* _Selected extract_:
‘Tis the season to be jolly!
Christmas is celebrated across the Christian world and – in more recent times – in other non-Christian countries. Its increasing popularity is perhaps due in part to the appeal of Christmas decorations, Yuletide gift-giving, and festive feasts. But how much do you actually know about this famous time of year?
The origins of Christmas
For many of us, the festive season we celebrate today is secular, though some of our modern traditions have their roots in pre-Christian paganism and early northern European religions. Most specifically, Christmas has ties to Yule, a midwinter festival celebrated by Iron Age Germanic peoples.
Father Christmas, or Santa Claus, or Saint Nicholas, or Sinterklaas, or Grandfather Frost – whatever your name for him – is believed to be derived at least in part from Odin, the All-Father of Old Norse mythology. Taking the form of an old and bearded man, Odin had many names and could take many forms. One of his names, jólfaðr, literally translates as ‘Yule Father’. Norse jól was used to refer to both the Gods in general and to feasts, a common feature of Nordic mythology. The ‘Feast Father’, or ‘Gods’ Father’, was known for welcoming soldiers to his gigantic hall in Valhalla, where the honoured men would feast and drink until the end of days. The 12 days of Christmas, the Yule log, Christmas wreaths, and the Christmas tree all date back to at least 900 AD, when the Yule festival was celebrated across 12 winter days.
Winter feasts and ceremonies were common during pagan times due to people’s close relationship with the seasons and their belief in fickle gods – another year survived, then, was something to be celebrated. Today’s Christmas lights have their roots in the use of fire and candles to drive out the darkness and ward off evil spirits walking the Earth during the Long Night, or the winter solstice. These customs are incredibly long-standing – in fact, scholars believe that humans have observed the solstice since Neolithic times!

* _Data provided_:
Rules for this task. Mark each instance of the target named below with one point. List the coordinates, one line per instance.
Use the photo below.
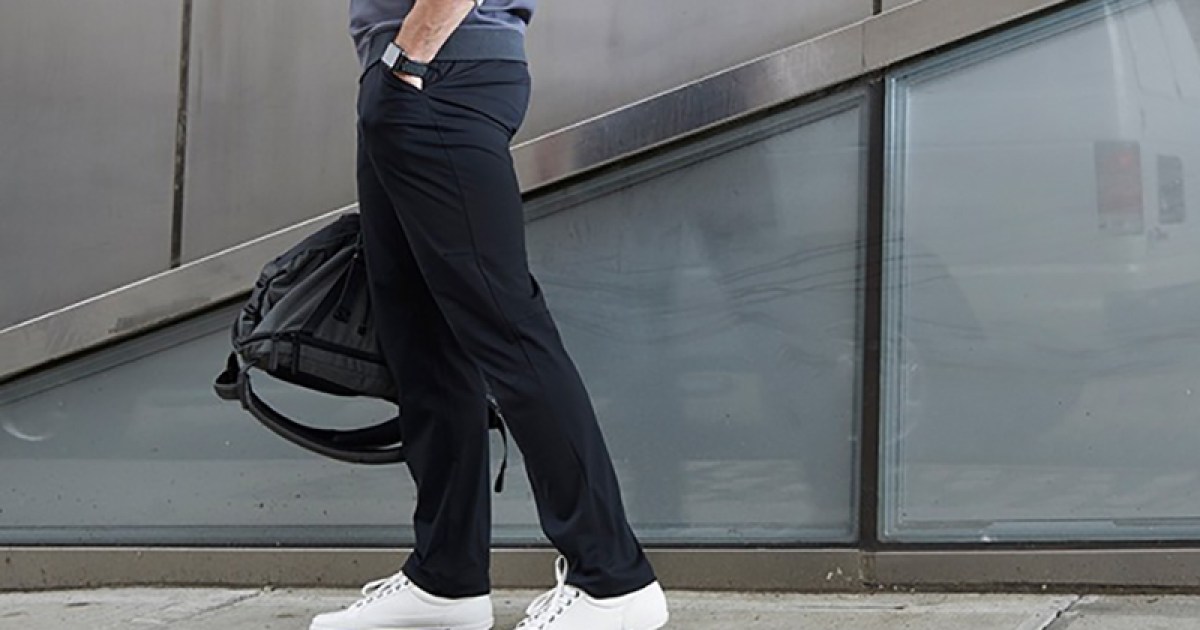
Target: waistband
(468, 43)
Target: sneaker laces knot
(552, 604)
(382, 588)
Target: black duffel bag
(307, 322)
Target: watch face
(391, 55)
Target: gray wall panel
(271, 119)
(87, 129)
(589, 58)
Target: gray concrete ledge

* _What you will do_:
Repeat the passage on the origins of Christmas word for word, starting at "Winter feasts and" and ending at "since Neolithic times!".

* _Correct output_:
Winter feasts and ceremonies were common during pagan times due to people’s close relationship with the seasons and their belief in fickle gods – another year survived, then, was something to be celebrated. Today’s Christmas lights have their roots in the use of fire and candles to drive out the darkness and ward off evil spirits walking the Earth during the Long Night, or the winter solstice. These customs are incredibly long-standing – in fact, scholars believe that humans have observed the solstice since Neolithic times!